DESCRIPTION OF THE TASK
When you return the data, keep every line exactly as it is and leave out the pictures.

▼▼▼

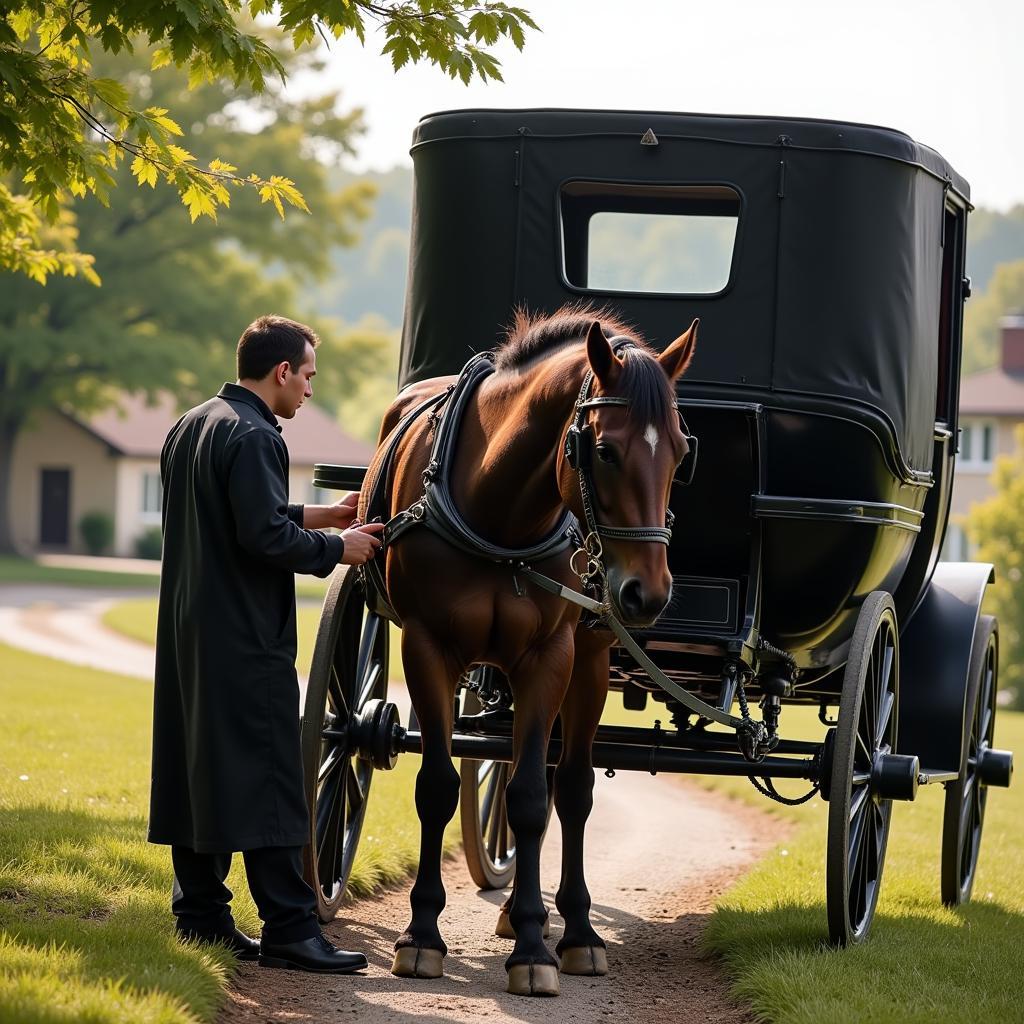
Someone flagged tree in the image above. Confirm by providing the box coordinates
[962,260,1024,374]
[0,1,537,281]
[964,424,1024,709]
[0,40,375,552]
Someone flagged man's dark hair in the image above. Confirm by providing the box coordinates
[236,315,319,381]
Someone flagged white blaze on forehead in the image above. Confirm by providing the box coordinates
[643,423,659,458]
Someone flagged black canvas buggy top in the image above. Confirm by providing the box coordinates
[399,108,970,477]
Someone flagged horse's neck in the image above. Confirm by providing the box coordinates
[450,350,583,550]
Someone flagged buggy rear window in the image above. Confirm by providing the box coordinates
[560,182,740,296]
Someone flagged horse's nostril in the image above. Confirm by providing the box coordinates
[619,577,645,618]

▲▲▲

TASK ANSWER
Someone flagged tree in the image above. Confirm by providing the box coordinates
[962,260,1024,374]
[0,1,537,281]
[964,424,1024,709]
[0,40,375,552]
Someone flagged man's dark hair in the image above. Confirm by providing the box coordinates
[236,315,319,381]
Someone flagged white blaze on forehead in the image above. Confirm by providing the box coordinates
[643,423,659,458]
Someone flagged black canvas buggy top in the image above. Confirm by providing the box coordinates
[399,108,970,477]
Someone flagged horse's neck in the image above. Confirm by providing the box coordinates
[450,350,583,550]
Someone flagged buggy rear window in the image above. Confirm by providing the box coordinates
[560,182,740,296]
Someone flagged horse's nostril in the image above. Confirm by providing the box coordinates
[619,577,645,618]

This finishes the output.